» **Short exercise**
Transcribe word for word the part of the Audi Driver International 2013 thread from "Once again we" to "price and numbers.".

» **Document**
## begin

# Audi driver international 2013



## malstt (Apr 18, 2007)

Audi Driver International 2013
Saturday October 12
Castle Combe circuit, nr Chippenham, Wilts

Once again we shall be attending ADI this October with the usual club stand at Castle Combe and then the club table at the Gala Dinner and Presentation on the Saturday evening . We are checking the availability of track sessions and will update this post as soon as we have confirmation of price and numbers.

Please let us know if you wish to have a place on the club stand, a track session , a place at the Gala Dinner or any combination of all three.

Shop link now active for track session 

http://www.ttoc.co.uk/shop/index.php?ma ... cts_id=306

Stand

Brittan
GSLang
raynewell
Nem
Wallsendmag
TTChan
TootRS
Conlechi
Spaceman10
guzzi
kiddy31
Richjwall
tt k8
rocketR
jacko
paulc1
peter-ss
Trev
TTSPORT66

Track Session - 12 spaces available

1: Brittan
2: Nem
3:rocketR
4:Richjwall
5:Spaceman10
6:Sue Palmer Hill 
7:James Haward 
8:
9:
10:
11:
12:

Gala Dinner
Yellow_TT+1
Nem
Wallsendmag+1
Spaceman10+1
TTChan+1
rocketR
Trev+1


----------



## FreeRideSkier (Jul 18, 2011)

I've just booked in at ADI with the Audi TT Race car as an exhibitor with TrackDriver Magazine! (the day job)










We have an area near the track side and are allowed to go out on all of the track sessions, so you will see the TT going out most of the day! Depending on how often we can go on track there may be the possibility of a few passenger rides!

Looking forward to seeing our TTOC friends...

## end

(Collected data entries)
## begin

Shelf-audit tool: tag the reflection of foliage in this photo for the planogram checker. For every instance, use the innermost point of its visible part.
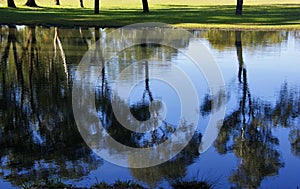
(295, 142)
(173, 169)
(38, 134)
(253, 39)
(247, 131)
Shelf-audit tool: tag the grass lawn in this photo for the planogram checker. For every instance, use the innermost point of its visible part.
(257, 14)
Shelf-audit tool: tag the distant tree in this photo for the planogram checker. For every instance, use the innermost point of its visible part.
(97, 6)
(31, 3)
(11, 3)
(145, 6)
(239, 7)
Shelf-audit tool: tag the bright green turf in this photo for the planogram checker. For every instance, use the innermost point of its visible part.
(263, 14)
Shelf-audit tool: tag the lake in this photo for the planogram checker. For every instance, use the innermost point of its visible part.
(257, 144)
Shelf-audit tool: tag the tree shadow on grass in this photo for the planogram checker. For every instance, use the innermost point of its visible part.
(219, 14)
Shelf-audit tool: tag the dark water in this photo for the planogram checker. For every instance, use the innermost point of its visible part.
(258, 145)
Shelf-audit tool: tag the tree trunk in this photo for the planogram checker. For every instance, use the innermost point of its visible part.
(11, 3)
(145, 6)
(239, 7)
(97, 6)
(57, 2)
(31, 3)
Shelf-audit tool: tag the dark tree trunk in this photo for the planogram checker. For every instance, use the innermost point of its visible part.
(11, 3)
(96, 6)
(145, 6)
(31, 3)
(239, 7)
(57, 2)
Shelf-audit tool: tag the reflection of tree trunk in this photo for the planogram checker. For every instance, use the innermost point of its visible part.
(63, 56)
(145, 6)
(239, 51)
(144, 57)
(81, 4)
(11, 3)
(239, 7)
(242, 75)
(97, 4)
(31, 3)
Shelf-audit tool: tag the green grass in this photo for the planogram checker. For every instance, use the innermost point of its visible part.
(263, 14)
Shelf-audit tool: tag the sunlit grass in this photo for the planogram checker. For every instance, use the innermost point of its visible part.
(264, 14)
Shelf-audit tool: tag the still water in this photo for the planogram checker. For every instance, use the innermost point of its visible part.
(258, 145)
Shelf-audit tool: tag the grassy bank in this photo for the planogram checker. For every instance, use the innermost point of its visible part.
(264, 14)
(117, 185)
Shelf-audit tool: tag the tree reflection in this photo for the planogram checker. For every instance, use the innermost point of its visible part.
(39, 138)
(141, 110)
(247, 133)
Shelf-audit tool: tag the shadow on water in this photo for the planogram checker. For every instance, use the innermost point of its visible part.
(39, 137)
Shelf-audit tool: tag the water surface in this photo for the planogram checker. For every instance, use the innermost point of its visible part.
(258, 144)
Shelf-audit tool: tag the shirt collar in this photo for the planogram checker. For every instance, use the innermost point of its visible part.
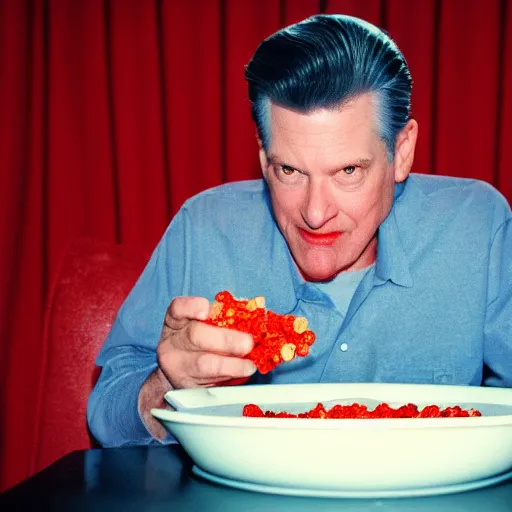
(392, 263)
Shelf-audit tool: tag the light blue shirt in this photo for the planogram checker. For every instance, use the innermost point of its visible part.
(435, 308)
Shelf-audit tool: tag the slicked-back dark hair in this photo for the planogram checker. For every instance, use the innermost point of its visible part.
(325, 61)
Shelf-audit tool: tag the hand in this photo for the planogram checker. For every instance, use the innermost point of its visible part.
(193, 354)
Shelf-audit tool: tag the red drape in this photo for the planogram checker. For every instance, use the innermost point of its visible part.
(113, 112)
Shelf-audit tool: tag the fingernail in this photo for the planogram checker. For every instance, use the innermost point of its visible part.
(246, 346)
(249, 369)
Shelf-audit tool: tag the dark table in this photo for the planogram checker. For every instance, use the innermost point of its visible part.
(159, 478)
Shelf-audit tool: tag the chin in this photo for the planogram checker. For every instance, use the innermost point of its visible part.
(316, 275)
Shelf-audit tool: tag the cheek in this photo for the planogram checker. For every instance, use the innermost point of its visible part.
(286, 205)
(371, 206)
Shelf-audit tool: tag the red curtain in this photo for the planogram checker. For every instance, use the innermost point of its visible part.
(113, 112)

## end

» **Answer in full**
Once again we shall be attending ADI this October with the usual club stand at Castle Combe and then the club table at the Gala Dinner and Presentation on the Saturday evening . We are checking the availability of track sessions and will update this post as soon as we have confirmation of price and numbers.